[Tarea breve 1] Enumera todas las referencias bibliográficas entre paréntesis (autor y año) que aparecen en el ensayo sobre los imaginarios nacionales.
[Tarea breve 2] Prosigue el ensayo sobre los imaginarios nacionales a partir de su última oración.

[Documento]
▬▬▬▬▬▬▬▬▬▬

Todos Estos Años de Gente

A comienzos de los ochenta, la saturación de los imaginarios nacionalistas decanta en la insensata aventura militar de Malvinas y, tras la derrota, cambia inmediatamente de rostro para correr a refugiarse en el amparo constitucional. El fracaso de la utopía revolucionaria y del terrorismo de estado como modelos de Nación alcanza para explicar que las apelaciones al Facundo y al Martín Fierro sufran un marcado repliegue y que surja, en torno a la vuelta de la democracia, una perspectiva crítica acerca de las definiciones habituales de lo nacional. Para ese momento, nuestros mitos identitarios relativos a las obras en cuestión ya habían sido incorporados a las significaciones imaginarias de los carnavalescos inmigrantes de la década de 1910 (Prieto, 1988), los refinados vanguardistas de los años 1920 (Borges, 2008), los golpistas infames de la década de 1930 (Cataruzza y Eujanian, 2002), el peronismo primigenio de 1940 (Astrada, 1964), el antiperonismo intransigente de mitad de siglo (Martínez Estrada, 1956), la autoproclamada Revolución argentina de los sesenta (Martínez Gramuglia, 2006), la militancia radicalizada de los setenta y aun la dictadura genocida luego de la cual emergimos definitivamente a la democracia.

▬▬▬▬▬▬▬▬▬▬

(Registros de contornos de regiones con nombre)
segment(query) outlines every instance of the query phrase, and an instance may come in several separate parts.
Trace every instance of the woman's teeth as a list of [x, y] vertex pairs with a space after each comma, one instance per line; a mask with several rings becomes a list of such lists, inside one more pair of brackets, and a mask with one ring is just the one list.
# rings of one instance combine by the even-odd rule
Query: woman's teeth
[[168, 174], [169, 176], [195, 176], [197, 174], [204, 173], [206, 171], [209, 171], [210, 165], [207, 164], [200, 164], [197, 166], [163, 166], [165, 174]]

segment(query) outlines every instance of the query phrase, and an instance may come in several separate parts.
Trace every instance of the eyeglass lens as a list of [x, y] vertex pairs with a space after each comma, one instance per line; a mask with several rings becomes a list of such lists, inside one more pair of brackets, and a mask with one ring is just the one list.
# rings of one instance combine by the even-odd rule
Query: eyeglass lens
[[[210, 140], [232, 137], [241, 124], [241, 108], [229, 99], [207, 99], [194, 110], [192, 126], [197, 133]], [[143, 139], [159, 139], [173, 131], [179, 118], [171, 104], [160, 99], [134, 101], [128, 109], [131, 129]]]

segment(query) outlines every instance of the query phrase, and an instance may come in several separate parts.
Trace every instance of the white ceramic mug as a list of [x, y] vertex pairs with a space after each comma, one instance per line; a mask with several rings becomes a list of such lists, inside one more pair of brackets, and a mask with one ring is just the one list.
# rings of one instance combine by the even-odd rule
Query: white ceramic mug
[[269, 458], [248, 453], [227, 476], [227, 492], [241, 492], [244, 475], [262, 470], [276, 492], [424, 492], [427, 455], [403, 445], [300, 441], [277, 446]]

▬▬▬▬▬▬▬▬▬▬

[Respuesta redactada 1]
- Prieto, 1988
- Borges, 2008
- Cataruzza y Eujanian, 2002
- Astrada, 1964
- Martínez Estrada, 1956
- Martínez Gramuglia, 2006

[Respuesta redactada 2]
La revisión de las significaciones de lo nacional vinculadas a las elaboraciones míticas del siglo xix recrudece en la cultura argentina al promediar los noventa, rumbo al estallido de 2001. El rock, el cine y la televisión regresarán a nuestros héroes populares sarmientinos y hernandianos a través de renovadas y actualizadas representaciones de la marginalidad. En cambio, la literatura demorará en retomar estas reelaboraciones; asimismo, oscilará entre recuperaciones atravesadas por viejos imaginarios ligados al nuevo ciclo democrático (que desde 2003 recupera la llamada tradición «nacional & popular») y la elaboración de textos que opondrán a las figuraciones cristalizadas el contundente valor crítico de la irreverencia.

Uno de los fenómenos de mayor recurrencia será la revisión de las formulaciones míticas que nos interesan desde una perspectiva que indaga en los significados que estas incorporaron en sus extensos itinerarios en el proceso de la cultura argentina. Repasaremos una mínima selección de casos actuales que permiten arriesgar algunas hipótesis sobre la función y significación de estos mitos identitarios en la escena contemporánea.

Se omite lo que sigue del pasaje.